**Try it**
Copy out each line below that has the word "prompts" in it.

**Records provided**
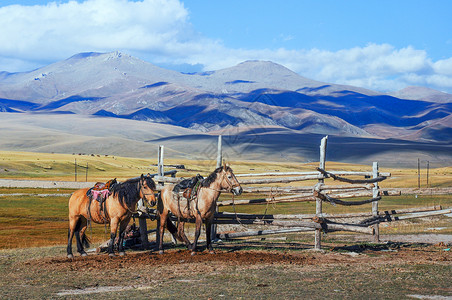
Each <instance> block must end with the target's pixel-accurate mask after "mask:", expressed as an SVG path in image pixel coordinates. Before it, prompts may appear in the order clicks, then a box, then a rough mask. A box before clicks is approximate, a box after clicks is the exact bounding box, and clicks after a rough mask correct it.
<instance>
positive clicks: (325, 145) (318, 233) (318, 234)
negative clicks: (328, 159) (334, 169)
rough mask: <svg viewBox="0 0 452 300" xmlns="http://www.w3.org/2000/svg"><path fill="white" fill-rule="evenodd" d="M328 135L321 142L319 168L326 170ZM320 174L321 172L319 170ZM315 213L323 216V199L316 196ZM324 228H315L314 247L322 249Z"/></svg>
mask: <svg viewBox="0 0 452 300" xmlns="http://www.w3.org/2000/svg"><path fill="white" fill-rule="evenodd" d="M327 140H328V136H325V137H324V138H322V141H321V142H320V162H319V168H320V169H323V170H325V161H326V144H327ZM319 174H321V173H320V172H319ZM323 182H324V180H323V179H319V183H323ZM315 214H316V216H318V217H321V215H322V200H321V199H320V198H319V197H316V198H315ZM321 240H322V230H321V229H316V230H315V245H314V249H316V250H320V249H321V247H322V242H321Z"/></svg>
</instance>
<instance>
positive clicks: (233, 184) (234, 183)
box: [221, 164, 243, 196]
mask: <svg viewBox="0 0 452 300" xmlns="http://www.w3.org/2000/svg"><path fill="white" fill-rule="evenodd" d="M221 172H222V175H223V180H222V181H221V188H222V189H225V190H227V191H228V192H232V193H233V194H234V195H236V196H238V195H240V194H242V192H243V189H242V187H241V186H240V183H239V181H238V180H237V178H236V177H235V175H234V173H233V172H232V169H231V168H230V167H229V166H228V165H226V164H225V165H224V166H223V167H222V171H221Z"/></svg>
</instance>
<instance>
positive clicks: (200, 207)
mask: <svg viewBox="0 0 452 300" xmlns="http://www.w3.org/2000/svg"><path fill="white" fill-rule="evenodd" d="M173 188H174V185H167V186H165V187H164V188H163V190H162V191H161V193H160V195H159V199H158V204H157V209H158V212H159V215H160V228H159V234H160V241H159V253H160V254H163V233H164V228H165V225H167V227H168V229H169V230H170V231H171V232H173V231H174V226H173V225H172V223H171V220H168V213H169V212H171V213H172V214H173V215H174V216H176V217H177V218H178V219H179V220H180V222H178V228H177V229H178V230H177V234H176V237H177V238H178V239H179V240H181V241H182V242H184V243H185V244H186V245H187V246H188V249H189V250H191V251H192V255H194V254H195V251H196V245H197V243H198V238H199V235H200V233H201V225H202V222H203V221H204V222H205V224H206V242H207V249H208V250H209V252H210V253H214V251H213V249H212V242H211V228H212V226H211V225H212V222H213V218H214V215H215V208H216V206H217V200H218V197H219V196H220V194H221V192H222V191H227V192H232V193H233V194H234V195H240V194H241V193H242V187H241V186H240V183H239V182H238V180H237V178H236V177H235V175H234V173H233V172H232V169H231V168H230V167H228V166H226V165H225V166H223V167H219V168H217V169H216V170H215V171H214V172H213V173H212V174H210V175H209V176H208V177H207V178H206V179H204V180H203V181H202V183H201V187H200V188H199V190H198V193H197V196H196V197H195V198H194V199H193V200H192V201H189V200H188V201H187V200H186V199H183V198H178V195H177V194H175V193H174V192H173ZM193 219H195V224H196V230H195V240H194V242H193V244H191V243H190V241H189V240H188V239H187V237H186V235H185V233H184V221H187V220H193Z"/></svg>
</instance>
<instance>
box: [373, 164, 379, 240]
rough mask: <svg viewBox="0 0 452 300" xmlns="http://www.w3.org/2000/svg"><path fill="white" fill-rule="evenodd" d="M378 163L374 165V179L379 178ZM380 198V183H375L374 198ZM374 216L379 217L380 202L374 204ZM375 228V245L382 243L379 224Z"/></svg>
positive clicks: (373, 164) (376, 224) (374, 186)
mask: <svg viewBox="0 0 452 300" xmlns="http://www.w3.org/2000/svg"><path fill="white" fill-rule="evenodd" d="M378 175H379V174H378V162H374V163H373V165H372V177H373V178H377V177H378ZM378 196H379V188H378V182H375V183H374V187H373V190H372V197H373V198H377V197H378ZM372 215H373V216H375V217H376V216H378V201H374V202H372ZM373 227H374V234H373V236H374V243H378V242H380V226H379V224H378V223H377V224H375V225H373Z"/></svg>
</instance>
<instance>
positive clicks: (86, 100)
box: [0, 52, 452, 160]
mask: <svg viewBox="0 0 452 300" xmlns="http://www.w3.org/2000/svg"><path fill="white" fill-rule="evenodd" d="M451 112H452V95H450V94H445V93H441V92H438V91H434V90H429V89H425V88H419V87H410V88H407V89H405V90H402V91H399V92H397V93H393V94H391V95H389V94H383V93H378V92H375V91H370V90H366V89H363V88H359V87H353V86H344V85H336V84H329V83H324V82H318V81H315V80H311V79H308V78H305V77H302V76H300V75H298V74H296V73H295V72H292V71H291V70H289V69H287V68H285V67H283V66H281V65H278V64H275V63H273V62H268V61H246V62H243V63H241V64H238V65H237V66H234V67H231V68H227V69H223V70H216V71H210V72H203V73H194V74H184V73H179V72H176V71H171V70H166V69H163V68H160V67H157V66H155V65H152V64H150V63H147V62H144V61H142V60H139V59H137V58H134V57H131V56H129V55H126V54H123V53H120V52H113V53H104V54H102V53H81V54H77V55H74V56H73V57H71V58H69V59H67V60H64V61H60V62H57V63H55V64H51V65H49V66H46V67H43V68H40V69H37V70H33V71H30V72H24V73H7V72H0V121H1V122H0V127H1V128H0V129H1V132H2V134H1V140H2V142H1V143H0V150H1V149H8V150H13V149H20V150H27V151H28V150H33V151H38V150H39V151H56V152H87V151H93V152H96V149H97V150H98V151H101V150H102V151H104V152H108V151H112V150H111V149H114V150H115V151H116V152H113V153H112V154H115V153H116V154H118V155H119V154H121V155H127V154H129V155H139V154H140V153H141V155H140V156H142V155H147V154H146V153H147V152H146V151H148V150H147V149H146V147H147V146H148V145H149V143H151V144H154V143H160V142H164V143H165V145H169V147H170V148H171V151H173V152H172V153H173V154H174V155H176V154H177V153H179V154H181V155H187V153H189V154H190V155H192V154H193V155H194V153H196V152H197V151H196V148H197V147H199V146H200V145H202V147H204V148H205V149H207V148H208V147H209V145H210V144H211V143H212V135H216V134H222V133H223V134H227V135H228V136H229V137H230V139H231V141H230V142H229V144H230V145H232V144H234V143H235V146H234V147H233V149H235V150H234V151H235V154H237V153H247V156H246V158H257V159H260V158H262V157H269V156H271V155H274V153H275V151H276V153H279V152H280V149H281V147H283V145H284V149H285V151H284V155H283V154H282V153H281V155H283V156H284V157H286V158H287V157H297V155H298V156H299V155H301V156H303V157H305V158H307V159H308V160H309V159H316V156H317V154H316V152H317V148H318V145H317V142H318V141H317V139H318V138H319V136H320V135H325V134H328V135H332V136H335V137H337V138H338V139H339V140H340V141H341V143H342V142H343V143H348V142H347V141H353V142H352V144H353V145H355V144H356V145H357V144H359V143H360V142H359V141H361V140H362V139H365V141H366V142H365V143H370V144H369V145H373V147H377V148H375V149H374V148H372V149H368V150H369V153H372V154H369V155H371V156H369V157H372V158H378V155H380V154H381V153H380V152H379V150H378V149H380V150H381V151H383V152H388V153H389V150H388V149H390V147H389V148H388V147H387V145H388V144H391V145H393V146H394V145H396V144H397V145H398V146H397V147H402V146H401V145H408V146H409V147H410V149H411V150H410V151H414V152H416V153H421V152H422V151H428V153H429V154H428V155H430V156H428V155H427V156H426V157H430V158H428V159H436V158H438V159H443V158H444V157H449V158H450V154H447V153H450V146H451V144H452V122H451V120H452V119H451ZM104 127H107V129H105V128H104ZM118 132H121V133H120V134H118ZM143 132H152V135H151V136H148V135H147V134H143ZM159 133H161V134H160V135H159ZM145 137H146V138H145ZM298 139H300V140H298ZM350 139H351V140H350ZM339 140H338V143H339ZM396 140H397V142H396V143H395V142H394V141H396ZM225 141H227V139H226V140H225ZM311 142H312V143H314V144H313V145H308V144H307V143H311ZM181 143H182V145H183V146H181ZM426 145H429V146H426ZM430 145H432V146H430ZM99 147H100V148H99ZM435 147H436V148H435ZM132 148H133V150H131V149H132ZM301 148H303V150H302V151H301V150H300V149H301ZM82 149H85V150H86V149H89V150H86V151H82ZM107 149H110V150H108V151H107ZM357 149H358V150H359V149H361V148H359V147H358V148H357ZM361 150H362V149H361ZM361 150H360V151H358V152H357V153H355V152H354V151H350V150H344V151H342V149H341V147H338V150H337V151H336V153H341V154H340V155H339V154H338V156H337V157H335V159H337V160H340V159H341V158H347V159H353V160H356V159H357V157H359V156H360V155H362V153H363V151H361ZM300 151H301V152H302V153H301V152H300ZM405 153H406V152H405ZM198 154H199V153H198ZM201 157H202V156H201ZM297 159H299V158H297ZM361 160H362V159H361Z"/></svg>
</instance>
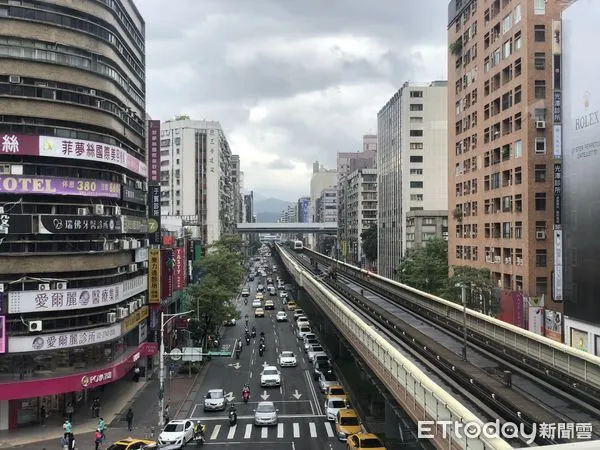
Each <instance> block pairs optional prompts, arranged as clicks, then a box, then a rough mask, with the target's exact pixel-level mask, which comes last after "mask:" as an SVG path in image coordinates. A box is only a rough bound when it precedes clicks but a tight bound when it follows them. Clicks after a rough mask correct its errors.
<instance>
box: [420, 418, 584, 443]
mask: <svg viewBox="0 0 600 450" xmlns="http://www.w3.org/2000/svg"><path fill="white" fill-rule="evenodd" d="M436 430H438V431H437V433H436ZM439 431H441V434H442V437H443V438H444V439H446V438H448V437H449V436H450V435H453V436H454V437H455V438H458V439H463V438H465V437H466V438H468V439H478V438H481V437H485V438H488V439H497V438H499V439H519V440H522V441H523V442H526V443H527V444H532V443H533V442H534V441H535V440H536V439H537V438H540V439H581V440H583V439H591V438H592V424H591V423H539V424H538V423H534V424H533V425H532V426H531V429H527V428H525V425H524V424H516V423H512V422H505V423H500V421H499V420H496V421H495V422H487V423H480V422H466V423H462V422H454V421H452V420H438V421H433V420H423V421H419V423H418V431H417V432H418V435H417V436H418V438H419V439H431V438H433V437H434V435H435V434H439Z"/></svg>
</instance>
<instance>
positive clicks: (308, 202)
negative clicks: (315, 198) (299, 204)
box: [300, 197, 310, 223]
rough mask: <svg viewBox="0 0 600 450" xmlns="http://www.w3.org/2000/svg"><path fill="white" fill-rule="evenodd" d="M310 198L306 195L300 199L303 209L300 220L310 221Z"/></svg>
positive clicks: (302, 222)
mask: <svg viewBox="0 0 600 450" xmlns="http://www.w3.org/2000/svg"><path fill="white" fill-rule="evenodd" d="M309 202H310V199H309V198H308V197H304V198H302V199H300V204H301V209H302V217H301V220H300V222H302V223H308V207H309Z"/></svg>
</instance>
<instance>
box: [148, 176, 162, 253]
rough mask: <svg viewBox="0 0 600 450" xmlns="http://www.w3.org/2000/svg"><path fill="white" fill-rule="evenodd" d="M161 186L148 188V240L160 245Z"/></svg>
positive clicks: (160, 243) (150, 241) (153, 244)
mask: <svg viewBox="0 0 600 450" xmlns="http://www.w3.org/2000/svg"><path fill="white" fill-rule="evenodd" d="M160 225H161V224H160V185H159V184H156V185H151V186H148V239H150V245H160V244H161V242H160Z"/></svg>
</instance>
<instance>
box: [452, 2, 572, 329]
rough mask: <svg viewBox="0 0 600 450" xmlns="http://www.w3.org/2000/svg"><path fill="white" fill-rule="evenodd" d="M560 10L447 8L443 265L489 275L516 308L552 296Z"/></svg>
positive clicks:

--

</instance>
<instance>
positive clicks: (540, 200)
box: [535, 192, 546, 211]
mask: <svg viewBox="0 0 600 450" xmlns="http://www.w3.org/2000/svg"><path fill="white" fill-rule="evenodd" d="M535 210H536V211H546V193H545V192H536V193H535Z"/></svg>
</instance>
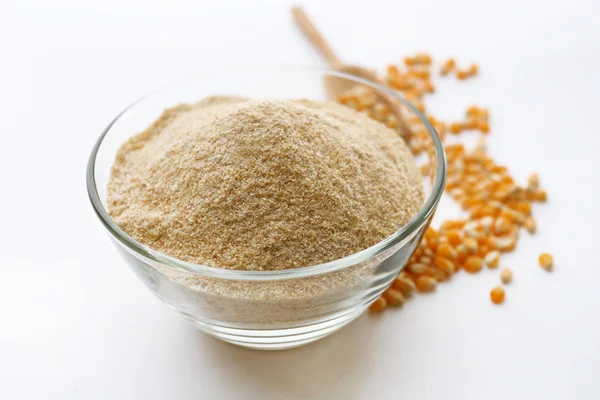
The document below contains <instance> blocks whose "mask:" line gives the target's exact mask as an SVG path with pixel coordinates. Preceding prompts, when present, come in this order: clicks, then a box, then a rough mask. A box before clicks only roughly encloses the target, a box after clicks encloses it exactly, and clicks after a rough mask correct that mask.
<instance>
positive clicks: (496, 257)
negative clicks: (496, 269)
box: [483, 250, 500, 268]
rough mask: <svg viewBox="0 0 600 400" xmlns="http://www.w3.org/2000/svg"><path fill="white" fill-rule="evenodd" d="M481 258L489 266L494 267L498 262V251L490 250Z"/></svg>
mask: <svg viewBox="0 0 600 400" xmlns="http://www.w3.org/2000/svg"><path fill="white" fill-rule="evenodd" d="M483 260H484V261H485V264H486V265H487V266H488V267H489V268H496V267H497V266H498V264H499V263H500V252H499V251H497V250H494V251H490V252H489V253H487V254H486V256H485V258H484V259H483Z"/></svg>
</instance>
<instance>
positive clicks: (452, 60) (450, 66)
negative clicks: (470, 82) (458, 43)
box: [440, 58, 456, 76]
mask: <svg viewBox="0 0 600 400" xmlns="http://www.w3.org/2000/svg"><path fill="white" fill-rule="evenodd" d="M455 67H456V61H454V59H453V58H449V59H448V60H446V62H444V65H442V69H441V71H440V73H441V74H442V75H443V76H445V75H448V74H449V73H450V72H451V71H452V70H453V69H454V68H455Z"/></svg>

**Problem solution**
Each <instance> block must end with the target's pixel-accurate mask after "mask:", expressed as an SVG path in image pixel coordinates. Before it, prompts may appear in the order clicks, then a box, then a rough mask. A box before clicks is approximate, a box after clicks is the exact bounding box, and clicks after a rough mask correct it.
Each <instance> block pairs optional prompts, arranged as clicks, then a box, then a rough mask, with the target's exact pixel-level mask, which comes last after "mask:" as an SVG path in image coordinates. A box is only a rough bound when it precedes clicks but a tight bound when it follows them. Clicks after a rough mask correct its errors.
The document below contains <instance> blocks whose "mask:" line gives the target's exact mask as an SVG path with pixel coordinates. Preceding prompts, when present, come in this order: clicks, then a box, then a rough mask. A box before clicks only roughly encloses the target, a box after clicks encloses it exactly, and clicks after a rough mask correct that mask.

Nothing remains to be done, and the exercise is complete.